WORK INSTRUCTIONS: Copy the lines below word for word, leaving out the pictures.

RECORDED INFORMATION:
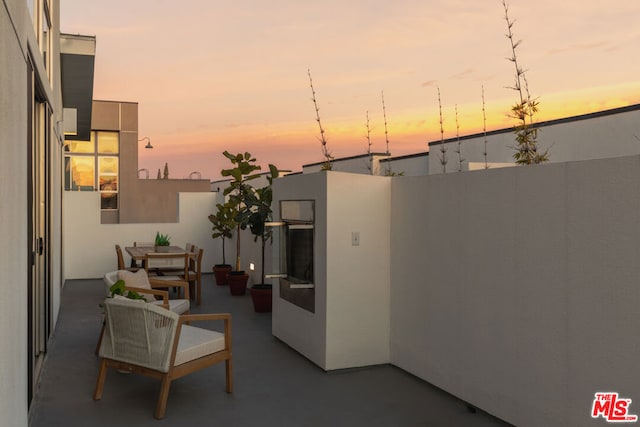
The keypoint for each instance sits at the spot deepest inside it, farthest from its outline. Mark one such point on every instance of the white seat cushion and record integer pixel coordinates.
(178, 306)
(197, 342)
(138, 279)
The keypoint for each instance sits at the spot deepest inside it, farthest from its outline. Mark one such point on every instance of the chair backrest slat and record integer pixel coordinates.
(139, 333)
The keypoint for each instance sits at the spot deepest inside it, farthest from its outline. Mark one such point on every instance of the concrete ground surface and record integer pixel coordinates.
(273, 384)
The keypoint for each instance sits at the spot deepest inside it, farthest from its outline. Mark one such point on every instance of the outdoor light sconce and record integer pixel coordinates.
(148, 142)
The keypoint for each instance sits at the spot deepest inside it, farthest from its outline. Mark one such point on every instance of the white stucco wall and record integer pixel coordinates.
(13, 220)
(357, 284)
(594, 136)
(89, 246)
(306, 332)
(517, 289)
(350, 326)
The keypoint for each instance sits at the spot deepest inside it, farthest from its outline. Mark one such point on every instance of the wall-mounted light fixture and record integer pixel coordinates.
(148, 142)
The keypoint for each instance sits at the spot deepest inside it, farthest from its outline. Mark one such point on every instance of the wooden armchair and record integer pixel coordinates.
(139, 283)
(146, 339)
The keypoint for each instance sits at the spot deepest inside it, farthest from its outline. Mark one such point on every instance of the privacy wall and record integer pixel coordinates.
(517, 289)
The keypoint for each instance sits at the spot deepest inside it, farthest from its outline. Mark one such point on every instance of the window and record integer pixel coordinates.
(107, 142)
(79, 173)
(94, 165)
(108, 179)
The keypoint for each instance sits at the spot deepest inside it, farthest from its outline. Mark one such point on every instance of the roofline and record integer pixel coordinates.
(580, 117)
(341, 159)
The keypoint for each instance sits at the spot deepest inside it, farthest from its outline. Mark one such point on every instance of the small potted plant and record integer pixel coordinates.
(162, 242)
(223, 225)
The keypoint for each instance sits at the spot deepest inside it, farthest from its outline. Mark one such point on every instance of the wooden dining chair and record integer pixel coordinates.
(170, 267)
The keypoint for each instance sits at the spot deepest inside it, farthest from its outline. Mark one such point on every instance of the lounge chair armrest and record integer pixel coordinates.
(157, 283)
(163, 294)
(198, 317)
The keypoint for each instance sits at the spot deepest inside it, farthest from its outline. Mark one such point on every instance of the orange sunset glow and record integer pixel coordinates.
(230, 75)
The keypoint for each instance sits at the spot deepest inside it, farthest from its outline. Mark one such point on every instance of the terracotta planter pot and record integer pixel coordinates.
(220, 271)
(261, 296)
(237, 281)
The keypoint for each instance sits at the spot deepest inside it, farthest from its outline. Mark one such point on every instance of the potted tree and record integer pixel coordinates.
(223, 225)
(241, 173)
(259, 201)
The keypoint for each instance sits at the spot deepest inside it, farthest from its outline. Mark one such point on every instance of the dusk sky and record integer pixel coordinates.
(215, 75)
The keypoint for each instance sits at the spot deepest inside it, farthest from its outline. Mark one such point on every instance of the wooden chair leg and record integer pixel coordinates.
(102, 375)
(100, 338)
(229, 375)
(199, 290)
(161, 407)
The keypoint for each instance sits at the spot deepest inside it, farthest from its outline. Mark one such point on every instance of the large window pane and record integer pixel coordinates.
(107, 142)
(108, 183)
(80, 173)
(109, 201)
(82, 146)
(108, 165)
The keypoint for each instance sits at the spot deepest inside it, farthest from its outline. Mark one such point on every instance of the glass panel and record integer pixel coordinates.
(67, 173)
(108, 142)
(83, 146)
(278, 254)
(82, 170)
(44, 42)
(108, 183)
(109, 201)
(30, 6)
(108, 165)
(299, 241)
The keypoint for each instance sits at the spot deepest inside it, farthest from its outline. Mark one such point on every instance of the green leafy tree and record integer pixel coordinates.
(259, 201)
(223, 225)
(242, 172)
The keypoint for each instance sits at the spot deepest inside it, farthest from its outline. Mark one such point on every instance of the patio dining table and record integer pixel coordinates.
(138, 253)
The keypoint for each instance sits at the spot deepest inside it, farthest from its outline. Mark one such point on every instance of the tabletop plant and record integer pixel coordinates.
(242, 172)
(162, 239)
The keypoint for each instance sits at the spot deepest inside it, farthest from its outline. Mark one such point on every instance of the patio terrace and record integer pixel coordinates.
(274, 385)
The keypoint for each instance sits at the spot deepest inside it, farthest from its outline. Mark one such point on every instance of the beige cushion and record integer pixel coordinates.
(197, 342)
(179, 306)
(138, 279)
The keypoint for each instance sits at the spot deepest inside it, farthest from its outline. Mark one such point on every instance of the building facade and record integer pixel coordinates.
(31, 140)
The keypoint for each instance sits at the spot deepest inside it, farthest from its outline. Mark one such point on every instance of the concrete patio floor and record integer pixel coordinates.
(274, 385)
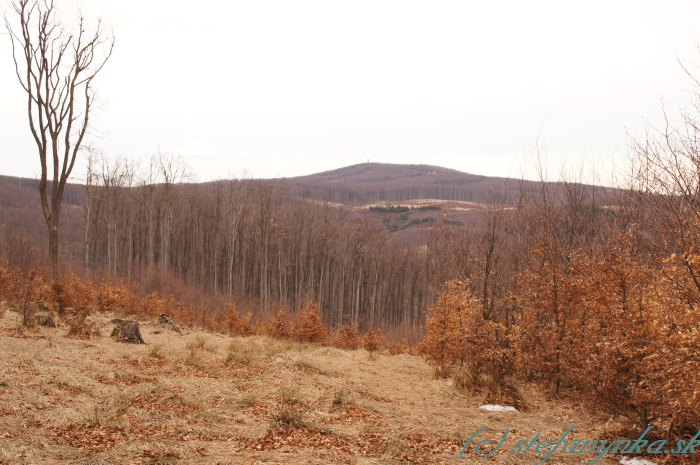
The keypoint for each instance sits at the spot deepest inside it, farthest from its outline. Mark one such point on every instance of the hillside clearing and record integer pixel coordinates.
(207, 398)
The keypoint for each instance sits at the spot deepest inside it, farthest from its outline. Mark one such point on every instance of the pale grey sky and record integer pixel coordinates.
(283, 88)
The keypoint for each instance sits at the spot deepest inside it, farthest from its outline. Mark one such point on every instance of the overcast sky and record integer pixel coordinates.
(283, 88)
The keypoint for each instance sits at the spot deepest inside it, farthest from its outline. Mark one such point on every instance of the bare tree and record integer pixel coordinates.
(56, 70)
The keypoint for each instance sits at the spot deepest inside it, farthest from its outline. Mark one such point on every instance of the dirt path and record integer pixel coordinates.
(205, 398)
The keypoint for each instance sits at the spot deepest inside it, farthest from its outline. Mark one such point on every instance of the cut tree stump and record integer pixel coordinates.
(45, 320)
(127, 331)
(166, 321)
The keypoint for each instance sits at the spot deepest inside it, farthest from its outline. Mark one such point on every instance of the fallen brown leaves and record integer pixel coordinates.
(301, 437)
(93, 438)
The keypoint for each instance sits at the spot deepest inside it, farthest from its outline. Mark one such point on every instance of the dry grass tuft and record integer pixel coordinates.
(289, 411)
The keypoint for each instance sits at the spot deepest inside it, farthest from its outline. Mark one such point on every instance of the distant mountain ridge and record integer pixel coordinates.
(384, 182)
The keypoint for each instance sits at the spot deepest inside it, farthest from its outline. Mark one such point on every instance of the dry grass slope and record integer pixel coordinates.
(203, 397)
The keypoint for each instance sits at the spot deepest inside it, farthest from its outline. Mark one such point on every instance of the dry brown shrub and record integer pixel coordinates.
(309, 327)
(373, 341)
(237, 323)
(278, 325)
(460, 341)
(397, 347)
(346, 336)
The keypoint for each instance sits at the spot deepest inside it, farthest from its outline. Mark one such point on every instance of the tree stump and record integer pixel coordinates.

REPLY TO THE EXERCISE:
The keypoint for each instance sits at the spot deepest inside it, farthest from its outline. Mark one such point on every instance of the white seat cushion and record integer pixel coordinates.
(178, 306)
(197, 342)
(138, 279)
The keypoint for each instance sits at the spot deepest inside it, farthest from its outline. Mark one such point on every instance of the chair backrest slat and record integer pixel coordinates.
(139, 333)
The keypoint for each instance sits at the spot deepest inside it, farthest from its outline. Mark one such point on every instance of the concrete ground surface and record integer pixel coordinates.
(273, 384)
The keypoint for each instance sits at the spot deepest inside it, farthest from its outline. Mark one such point on every instance of the outdoor light sconce and record integer pixel coordinates.
(148, 142)
The keypoint for each instance sits at the spot deepest inside it, farthest from its outline. Mark one such point on every instance of the white stucco wall and record integer pixel coordinates.
(13, 220)
(357, 284)
(594, 136)
(89, 246)
(306, 332)
(517, 289)
(350, 326)
The keypoint for each instance sits at the spot deepest inside it, farthest from its outline. Mark one such point on every instance of the wall-mounted light fixture and record integer pixel coordinates.
(148, 142)
The keypoint for each instance sits at the spot deepest inside it, farthest from its outline. Mark one such point on every instance of the wooden armchair and record integer pixel coordinates.
(139, 283)
(146, 339)
The keypoint for each instance sits at the spot deepest inside it, farthest from its outline. Mark one such point on every instance of the privacy wall and record integer pixel coordinates.
(517, 289)
The keypoint for each instance sits at the spot deepest inside it, farthest from its outline. Mark one such point on every instance of the window and record integer pixel coordinates.
(107, 142)
(79, 173)
(94, 165)
(108, 179)
The keypoint for each instance sits at the spot deepest inside it, farthest from its outline. Mark one such point on every instance of the roofline and record integer pixel coordinates.
(580, 117)
(341, 159)
The keypoint for each instance sits at the spot deepest inside it, farthest from its outline. Mark one such point on every instance of the small potted plant and record integer pixel coordinates.
(162, 242)
(223, 225)
The keypoint for each instance sits at the spot deepest inside it, farthest from its outline. Mark one such point on every instance of the wooden dining chair and record integer pixel coordinates.
(170, 267)
The keypoint for each instance sits at the spot deepest inside it, farthest from its outline. Mark one such point on every instance of the lounge chair armrest and record integer pixel coordinates.
(157, 283)
(163, 294)
(198, 317)
The keypoint for each instance sits at the spot deepest inside it, farthest from its outline. Mark one such point on every instance of the orange sunset glow and record integer pixel coordinates.
(230, 75)
The keypoint for each instance sits at the spot deepest inside it, farthest from its outline. Mark one such point on every instance of the terracotta planter pot and record integer pixel coordinates.
(220, 271)
(261, 296)
(237, 281)
The keypoint for each instance sits at the spot deepest inside it, farthest from its outline. Mark one such point on every instance of the potted tree and record integer pixel coordinates.
(223, 225)
(241, 173)
(259, 201)
The keypoint for each instance sits at the spot deepest inside it, farthest from its outline. Mark one such point on every instance of the dusk sky and record integer pixel coordinates.
(215, 75)
The keypoint for each instance sits at the spot deepest inside it, farthest from its outline. Mark one such point on every instance of the wooden chair leg and record integer pixel coordinates.
(102, 375)
(100, 338)
(229, 375)
(199, 290)
(161, 407)
The keypoint for each instance sits at the spot deepest inside it, farthest from its outline. Mark one such point on every instance of the large window pane and record integer pixel coordinates.
(107, 142)
(108, 183)
(80, 173)
(109, 201)
(82, 146)
(108, 165)
The keypoint for each instance sits at the spot deepest inside it, farthest from its outline. Mark one such point on every instance of the glass panel and record integer pixel coordinates.
(67, 173)
(108, 142)
(83, 146)
(278, 254)
(82, 170)
(44, 42)
(108, 183)
(109, 201)
(30, 6)
(108, 165)
(299, 241)
The keypoint for each instance sits at the spot deepest inside it, farthest from its outline. Mark one such point on every instance of the green leafy tree and record integer pixel coordinates.
(259, 201)
(223, 225)
(242, 172)
The keypoint for each instance sits at the spot deepest inside it, farthest from its outline. Mark one such point on every instance of the patio dining table and record integer pixel coordinates.
(138, 253)
The keypoint for each instance sits at the spot deepest inside it, farthest from its outline. Mark one such point on every instance of the tabletop plant and record integer pixel coordinates.
(242, 172)
(162, 239)
The keypoint for each instance sits at the spot deepest inside it, farthest from its outline. Mark one such point on every instance of the patio terrace and record integer pixel coordinates.
(274, 385)
The keypoint for each instance sits at the spot deepest inside it, farthest from its outline. Mark one such point on every instance of the beige cushion and record integer pixel coordinates.
(197, 342)
(179, 306)
(138, 279)
The keypoint for each instance sits at the spot deepest inside it, farthest from its outline. Mark one such point on every instance of the building facade and record integer pixel coordinates.
(31, 140)
The keypoint for each instance sits at the spot deepest inside it, farthest from its outline. Mark one such point on every instance of the concrete patio floor and record integer pixel coordinates.
(274, 385)
The keypoint for each instance sits at the spot deepest inside it, farthest from its outline. Mark one such point on every instance of the hillside clearing and record integer pixel coordinates.
(207, 398)
The keypoint for each instance sits at the spot deepest inside it, farthest from its outline. Mark one such point on every instance of the pale grey sky and record integer pixel coordinates.
(283, 88)
The keypoint for each instance sits at the spot deepest inside it, farthest from its outline. Mark one such point on every instance of the overcast sky and record integer pixel coordinates.
(283, 88)
The keypoint for each instance sits at the spot deepest inside it, farthest from its outline. Mark one such point on every instance of the bare tree and record integer pixel coordinates.
(56, 70)
The keypoint for each instance sits at the spot deepest inside it, farthest from its outline. Mark one such point on every instance of the dirt path and record integer pixel coordinates.
(205, 398)
The keypoint for each instance sits at the spot deepest inside it, farthest from its outline. Mark one such point on every instance of the cut tree stump and record integer pixel coordinates.
(45, 320)
(127, 331)
(166, 321)
The keypoint for each instance sits at the spot deepest inside it, farthest from its outline. Mark one such point on every instance of the fallen brown leaves and record integer pixel coordinates.
(301, 437)
(93, 438)
The keypoint for each instance sits at the spot deepest inside it, farthest from its outline. Mark one such point on every instance of the dry grass tuft and record integer pixel coordinates.
(289, 411)
The keypoint for each instance sits at the spot deepest inside it, farthest from its outline. Mark one such point on every instance of the distant mountain ridge and record integer pixel coordinates.
(384, 182)
The keypoint for each instance sits at the spot deepest inside it, farthest from its outline. Mark one such point on every instance of the dry grass slope and record integer pixel coordinates.
(203, 397)
The keypoint for each instance sits at the spot deepest inside it, farthest from its outline. Mark one such point on every instance of the dry brown shrub and record integer pixel coordinates.
(309, 327)
(373, 341)
(237, 323)
(278, 325)
(460, 341)
(397, 347)
(346, 336)
The keypoint for each instance sits at the spot deepest inside it, farthest from its outline. Mark one such point on every instance of the tree stump and record integer pixel coordinates.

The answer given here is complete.